Texto:
_ _ _

A administração Lula repassou R$ 12,6 bilhões a 7.700 ONGs
(Organizações Não-Governamentais) por meio de 20 mil convênios entre
2003 e 2007. Apesar dos valores expressivos, não havia mecanismos para
selecionar adequadamente as entidades escolhidas como prestadoras de
serviço. Quase não existiu controle na aplicação dos recursos federais,
nem rigor na hora de acertar as contas. Suspeitou-se de desvios. Parte
do dinheiro poderia ter sido embolsada por gente amiga. A CPI (Comissão
Parlamentar de Inquérito) encarregada de apurar irregularidades quase
não avançou. Os governistas travaram as investigações. Não houve quebra
de sigilos bancários e fiscais para identificar responsáveis pela
eventual roubalheira.
A proposta para criar a CPI surgiu após a identificação de
Jorge Lorenzetti, o amigo e churrasqueiro de Lula, como protagonista do
escândalo do dossiê, no final de 2006. Na época Jorge Lorenzetti fora
apontado pela Polícia Federal como o responsável pela articulação da
compra do tal dossiê. Ele também era colaborador de uma ONG, a rede
Unitrabalho, suspeita de desvios. A Unitrabalho recebeu R$ 5,4 milhões
da Fundação Banco do Brasil.

_ _ _

Bloco de dados:

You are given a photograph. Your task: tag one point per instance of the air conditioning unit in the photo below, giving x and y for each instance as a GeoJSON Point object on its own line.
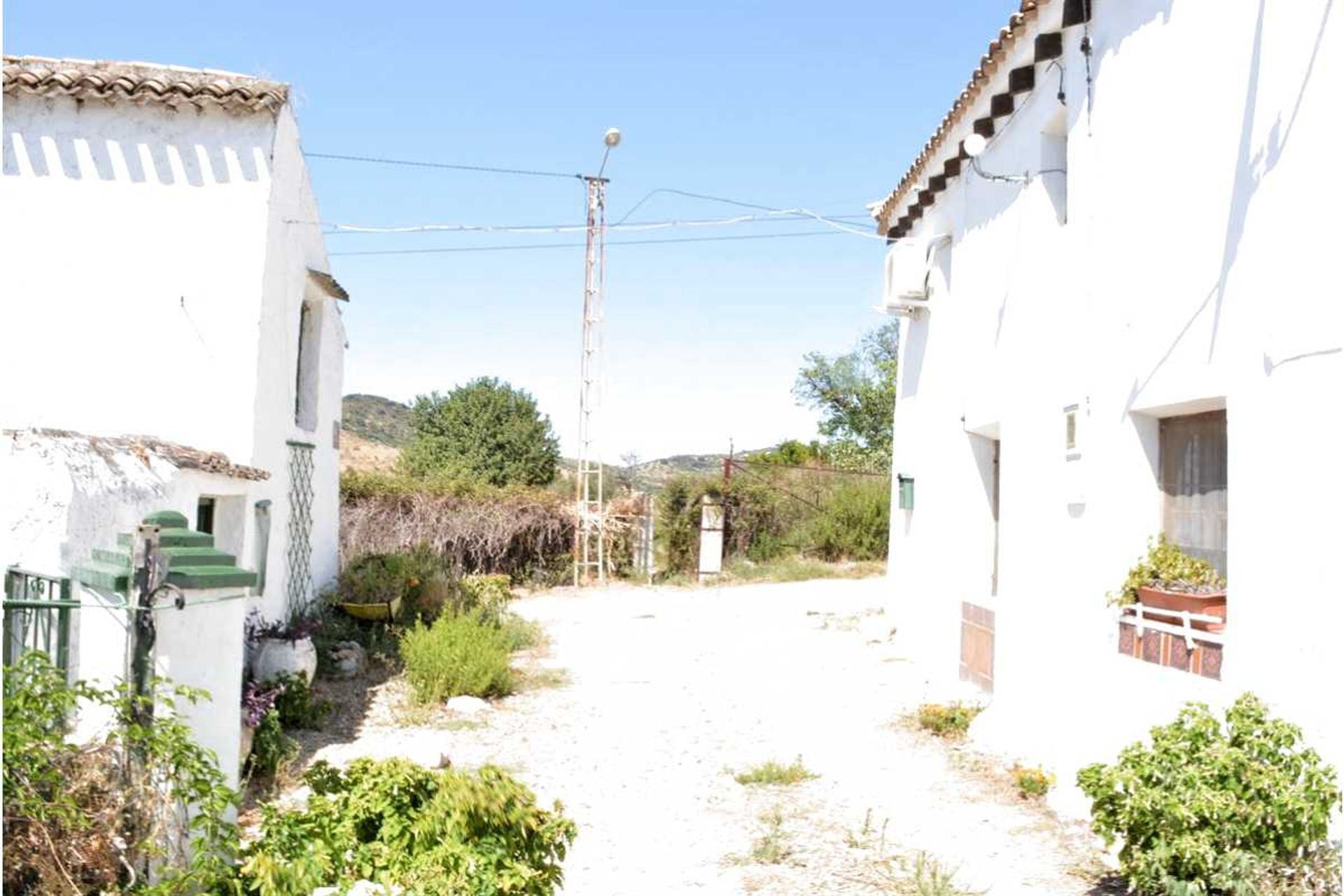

_ _ _

Atividades propostas:
**a.** Responda, com base no texto sobre os repasses federais a ONGs:
(i) Quanto a administração Lula repassou a ONGs entre 2003 e 2007 e a quantas entidades?
(ii) De qual ONG Jorge Lorenzetti era colaborador?
(iii) Que valor essa ONG recebeu e de qual instituição?
**b.** Redija a continuação do texto sobre os repasses federais a ONGs, começando logo após sua última frase.
Os dados não têm relação alguma com o texto.

Respostas esperadas:
**a.**
(i) R$ 12,6 bilhões, repassados a 7.700 ONGs.
(ii) Da rede Unitrabalho.
(iii) R$ 5,4 milhões, recebidos da Fundação Banco do Brasil.

**b.**
As denúncias respingaram em Ideli Salvatti (PT-SC), então
líder do partido do presidente da República no Senado. Ela teria
ligações com a ONG Federação dos Trabalhadores na Agricultura Familiar
da Região Sul, que recebeu R$ 5,2 milhões do Governo Federal entre os
anos de 2003 e 2007. Suspeitava-se que parte do dinheiro destinado à
formação e qualificação de mão-de-obra rural teria sido usada em
campanhas do PT. A filha de Jorge Lorenzetti, Natália, aliás, trabalhava
no gabinete da senadora Ideli Salvatti.
Associou-se ainda o nome de Jorge Lorenzetti ao de outra ONG
de Santa Catarina, a Rede 13. Entre os fundadores da entidade estava
Lurian Cordeiro Lula da Silva, filha do presidente Lula. A ONG
funcionaria como um braço do programa Fome Zero e teria recebido R$ 7,5
milhões do Governo Federal até ser extinta. A oposição suspeitou da Rede
13, que também serviria para repassar dinheiro público a integrantes do
PT.
Auditoria do TCU (Tribunal de Contas da União) chegou a
apontar que 54% das verbas federais destinadas a ONGs eram repassadas a
entidades sem capacidade para realizar as atividades propostas. A metade
dos R$ 3 bilhões liberados a ONGs e Oscips (Organizações da Sociedade
Civil de Interesse Público) em 2006, conforme estimativa do TCU, foi
desviada. Não é pouco: R$ 1,5 bilhão. Malversação de dinheiro público.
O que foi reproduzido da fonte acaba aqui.